===== Material for the task
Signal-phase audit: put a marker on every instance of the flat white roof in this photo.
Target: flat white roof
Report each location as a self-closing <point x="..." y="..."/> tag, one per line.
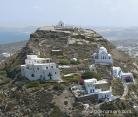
<point x="90" y="80"/>
<point x="101" y="82"/>
<point x="41" y="64"/>
<point x="108" y="91"/>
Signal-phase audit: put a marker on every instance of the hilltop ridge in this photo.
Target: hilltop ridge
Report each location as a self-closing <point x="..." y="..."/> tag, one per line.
<point x="61" y="44"/>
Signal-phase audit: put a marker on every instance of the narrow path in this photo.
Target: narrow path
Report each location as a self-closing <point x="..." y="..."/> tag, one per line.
<point x="125" y="91"/>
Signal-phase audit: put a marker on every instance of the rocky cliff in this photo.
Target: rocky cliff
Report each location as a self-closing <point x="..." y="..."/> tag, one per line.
<point x="61" y="45"/>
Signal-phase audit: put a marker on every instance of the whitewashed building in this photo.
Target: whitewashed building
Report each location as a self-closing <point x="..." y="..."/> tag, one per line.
<point x="40" y="69"/>
<point x="117" y="72"/>
<point x="126" y="77"/>
<point x="90" y="86"/>
<point x="102" y="57"/>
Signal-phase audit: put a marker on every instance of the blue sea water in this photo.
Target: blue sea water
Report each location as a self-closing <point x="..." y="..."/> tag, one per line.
<point x="9" y="37"/>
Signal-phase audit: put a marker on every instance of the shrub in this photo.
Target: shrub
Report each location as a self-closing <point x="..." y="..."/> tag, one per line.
<point x="117" y="87"/>
<point x="3" y="73"/>
<point x="32" y="84"/>
<point x="56" y="112"/>
<point x="74" y="62"/>
<point x="59" y="87"/>
<point x="64" y="62"/>
<point x="65" y="102"/>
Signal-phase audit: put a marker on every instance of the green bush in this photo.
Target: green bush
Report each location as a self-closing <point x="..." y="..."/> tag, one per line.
<point x="3" y="73"/>
<point x="64" y="62"/>
<point x="56" y="112"/>
<point x="32" y="84"/>
<point x="58" y="87"/>
<point x="74" y="62"/>
<point x="117" y="87"/>
<point x="65" y="102"/>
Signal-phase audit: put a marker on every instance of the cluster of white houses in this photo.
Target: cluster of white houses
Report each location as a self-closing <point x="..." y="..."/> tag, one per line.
<point x="102" y="57"/>
<point x="36" y="68"/>
<point x="40" y="69"/>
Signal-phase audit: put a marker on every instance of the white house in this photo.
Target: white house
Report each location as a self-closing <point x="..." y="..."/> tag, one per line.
<point x="90" y="86"/>
<point x="126" y="77"/>
<point x="102" y="57"/>
<point x="60" y="24"/>
<point x="117" y="72"/>
<point x="40" y="69"/>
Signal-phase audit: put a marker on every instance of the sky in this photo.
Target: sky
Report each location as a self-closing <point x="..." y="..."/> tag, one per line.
<point x="111" y="13"/>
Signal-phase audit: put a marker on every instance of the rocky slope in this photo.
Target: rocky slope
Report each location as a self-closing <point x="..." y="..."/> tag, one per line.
<point x="76" y="42"/>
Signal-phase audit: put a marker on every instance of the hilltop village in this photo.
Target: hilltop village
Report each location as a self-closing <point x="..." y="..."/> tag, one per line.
<point x="68" y="71"/>
<point x="45" y="69"/>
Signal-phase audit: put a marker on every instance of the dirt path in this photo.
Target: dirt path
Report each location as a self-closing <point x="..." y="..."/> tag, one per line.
<point x="125" y="91"/>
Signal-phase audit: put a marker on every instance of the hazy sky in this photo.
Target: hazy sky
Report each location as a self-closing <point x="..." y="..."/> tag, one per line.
<point x="78" y="12"/>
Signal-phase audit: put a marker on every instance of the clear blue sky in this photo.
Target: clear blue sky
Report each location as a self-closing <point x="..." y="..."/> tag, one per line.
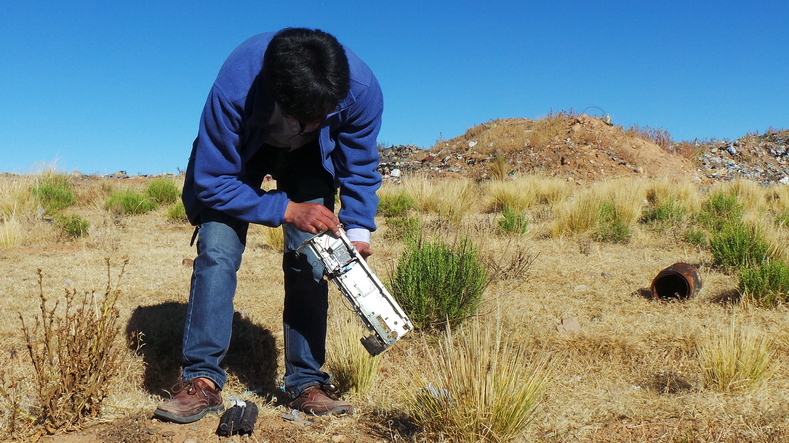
==========
Task details -> An exact copy of every line above, minus the pictures, is the required output.

Solution ->
Signal-phase audit: put a marker on every instance of the flat white roof in this photo.
Target: flat white roof
Report each location as a self-closing <point x="..." y="..."/> tag, one per line.
<point x="90" y="80"/>
<point x="101" y="82"/>
<point x="41" y="64"/>
<point x="108" y="91"/>
Signal-phase audit: put a marker on every instance of the hilltop ridge in this photo.
Target: hilltop ridge
Report each location as a self-closing <point x="..." y="..."/> tag, one per line.
<point x="61" y="44"/>
Signal-phase audit: put a marker on every instance of the narrow path in this photo.
Target: narrow path
Report each location as a self-closing <point x="..." y="..."/> tag, one per line.
<point x="125" y="91"/>
Signal-phase audit: put a marker on every instance of the rocky cliff in this photo.
Target: rocky cliff
Report each location as a self-closing <point x="..." y="..."/> tag, one per line.
<point x="61" y="45"/>
Signal-phase audit: put a marker on every instance of the whitewashed building in this photo.
Target: whitewashed building
Report each location as a self-closing <point x="..." y="..."/> tag, one per line.
<point x="40" y="69"/>
<point x="117" y="72"/>
<point x="126" y="77"/>
<point x="90" y="86"/>
<point x="102" y="57"/>
Signal-phase audit: put a marker on every instance of the blue sea water in this photo.
Target: blue sea water
Report each location as a self-closing <point x="..." y="..."/> tag, one per line.
<point x="9" y="37"/>
Signal-phase audit: put a marker on every instance of the shrub in this photo.
Target: shrub
Report each location as a self-closing <point x="..." y="..."/> tag, one per line.
<point x="117" y="87"/>
<point x="3" y="73"/>
<point x="32" y="84"/>
<point x="56" y="112"/>
<point x="74" y="62"/>
<point x="59" y="87"/>
<point x="64" y="62"/>
<point x="65" y="102"/>
Signal-phase audit: put a marker on every instance of the green bush in this photo.
Target: green bush
Report each location as a self-closing <point x="..." y="..."/> tag, one per line.
<point x="3" y="73"/>
<point x="64" y="62"/>
<point x="56" y="112"/>
<point x="32" y="84"/>
<point x="58" y="87"/>
<point x="74" y="62"/>
<point x="117" y="87"/>
<point x="65" y="102"/>
Signal-phase audit: put a marker on every instance of the cluster of white houses in this photo.
Target: cluster of white houses
Report each location as a self-closing <point x="..." y="..."/> tag, one per line.
<point x="102" y="57"/>
<point x="36" y="68"/>
<point x="40" y="69"/>
Signal-phase audit: put a marker on every instance of the white house in this photo.
Target: white house
Report each location as a self-closing <point x="..." y="..."/> tag, one per line.
<point x="90" y="86"/>
<point x="126" y="77"/>
<point x="102" y="57"/>
<point x="60" y="24"/>
<point x="117" y="72"/>
<point x="40" y="69"/>
Signal-phase audit: put a marker on every instance of the sky in this photo.
Target: sky
Report each location as a self-closing <point x="..." y="..."/> tag, one per line.
<point x="111" y="13"/>
Signal-phase audit: put a marker on every instance of the rocky slope in this photo.
Target: rocky slope
Report each location as a self-closing <point x="..." y="..."/> tag, one per line.
<point x="76" y="42"/>
Signal-phase audit: put a marker on every instance of the hilltop village in this photo.
Target: hilltop village
Report each location as a self-closing <point x="..." y="..."/> tag, one per line.
<point x="68" y="71"/>
<point x="45" y="69"/>
Signal-phase audit: put a marker on every instance of the dirt path in this photo.
Target: dirt path
Report each location as a self-closing <point x="..." y="..."/> tag, one per line.
<point x="125" y="91"/>
Signal-phase audit: put a marker on every instance of the hazy sky in this photo.
Target: hazy sky
Report each location as a self-closing <point x="..." y="..."/> tag, one per line.
<point x="78" y="12"/>
Signal-phase audit: put a marker on every instance of the clear blue sky in this photo.
Target: clear blue sky
Report each location as a self-closing <point x="..." y="..."/> tag, one per line.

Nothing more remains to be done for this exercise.